== What you need to do ==
Reproduce every one of the lines below character for character, with the same wording, punctuation, and line breaks.

== Input for this task ==
==================================================

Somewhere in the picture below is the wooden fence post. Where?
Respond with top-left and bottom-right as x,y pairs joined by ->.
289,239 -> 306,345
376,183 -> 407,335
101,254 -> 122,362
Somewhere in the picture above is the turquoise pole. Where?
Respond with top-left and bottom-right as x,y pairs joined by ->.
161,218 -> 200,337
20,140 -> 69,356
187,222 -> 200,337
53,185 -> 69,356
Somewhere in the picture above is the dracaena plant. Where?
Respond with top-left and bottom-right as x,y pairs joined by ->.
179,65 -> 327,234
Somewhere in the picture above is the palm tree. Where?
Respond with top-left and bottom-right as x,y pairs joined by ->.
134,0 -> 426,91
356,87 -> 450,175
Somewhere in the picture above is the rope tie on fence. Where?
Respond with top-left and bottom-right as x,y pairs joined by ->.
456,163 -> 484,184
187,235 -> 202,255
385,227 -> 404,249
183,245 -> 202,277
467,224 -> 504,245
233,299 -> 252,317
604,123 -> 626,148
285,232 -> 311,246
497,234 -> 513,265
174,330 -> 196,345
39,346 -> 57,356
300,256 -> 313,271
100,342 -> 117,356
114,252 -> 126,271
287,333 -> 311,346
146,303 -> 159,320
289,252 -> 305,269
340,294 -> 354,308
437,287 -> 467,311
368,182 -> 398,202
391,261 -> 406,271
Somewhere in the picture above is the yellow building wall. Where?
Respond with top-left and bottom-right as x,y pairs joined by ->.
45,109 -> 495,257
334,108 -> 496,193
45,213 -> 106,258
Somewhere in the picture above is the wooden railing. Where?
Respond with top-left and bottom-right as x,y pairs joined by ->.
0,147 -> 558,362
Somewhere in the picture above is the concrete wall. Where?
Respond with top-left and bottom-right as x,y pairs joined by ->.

==================================================

== Right answer ==
Somewhere in the picture below is the wooden fence post. Where?
Respond with top-left and bottom-right as x,y pairs joined by ->.
289,239 -> 306,345
376,183 -> 407,335
101,254 -> 122,362
Somewhere in the picture above is the turquoise pole. Where?
Respond with top-left and bottom-right as x,y pairs joined by ->.
161,218 -> 200,337
20,140 -> 69,356
187,222 -> 200,337
53,185 -> 69,356
Somewhere in the picture above is the dracaena plant. Where?
Respond with top-left and bottom-right as x,y pairs joined by ->.
179,65 -> 327,234
Somewhere in the picture above is the palm tree. Where?
Respond with top-left and bottom-right as x,y pairs joined by ->.
134,0 -> 426,91
356,87 -> 450,175
Somewhere in the picture above is the rope tie on fence. Where?
Respond with top-left and bottom-right as x,y pairs joined by ->.
456,163 -> 484,184
187,235 -> 202,255
385,227 -> 404,249
183,245 -> 202,277
467,224 -> 504,245
233,299 -> 252,317
604,123 -> 626,148
285,232 -> 311,246
497,234 -> 513,265
174,330 -> 196,345
39,346 -> 57,356
300,256 -> 313,271
100,342 -> 117,356
114,252 -> 126,271
287,333 -> 311,346
146,303 -> 159,320
289,252 -> 305,269
340,294 -> 354,308
437,287 -> 467,311
368,182 -> 398,202
391,261 -> 406,271
Somewhere in the picture above is the yellow building wall. Where?
Respond with top-left and bottom-right as x,y pairs joined by ->.
45,109 -> 495,257
334,108 -> 496,193
45,213 -> 106,258
Somewhere in the picture above is the wooden railing. Where?
Respond with top-left and bottom-right as x,y pairs joined by ->.
0,147 -> 558,362
Somewhere in the picture above is the concrete wall. Where?
Respond with top-left and bottom-right as x,y pairs joined by ->.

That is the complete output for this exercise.